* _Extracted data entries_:
• • • • •

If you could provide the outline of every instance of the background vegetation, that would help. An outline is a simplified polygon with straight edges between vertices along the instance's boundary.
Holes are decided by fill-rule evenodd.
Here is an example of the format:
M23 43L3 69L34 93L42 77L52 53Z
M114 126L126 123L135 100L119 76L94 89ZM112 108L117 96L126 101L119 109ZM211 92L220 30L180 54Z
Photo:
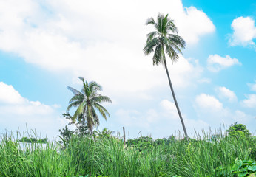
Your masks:
M189 139L141 136L125 146L122 137L98 131L94 139L74 134L66 144L32 142L25 150L5 134L0 176L249 176L256 170L256 140L229 130Z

• • • • •

* _WHAT IS BEING ASKED_: Could you rewrite the records above, replacing "background vegetation" with "distant vegetation" and leaving everything else unchanged? Omit the pictures from your version.

* _ANSWER FOR THIS EXERCISE_:
If you could provide the outline of every instance of the distant vegetation, that would help. An outline is a simplified polygon with straight edges between vertices along the instance's boundary.
Holes are decided by fill-rule evenodd.
Here is an example of the format:
M23 43L3 69L34 93L42 77L52 53Z
M114 126L126 123L135 100L119 76L94 89ZM112 108L117 96L126 101L119 109ZM211 92L220 30L180 54Z
Photo:
Your masks:
M189 139L141 136L125 146L122 137L98 131L94 139L74 134L66 144L32 142L25 150L5 134L0 176L249 176L256 170L256 140L229 130Z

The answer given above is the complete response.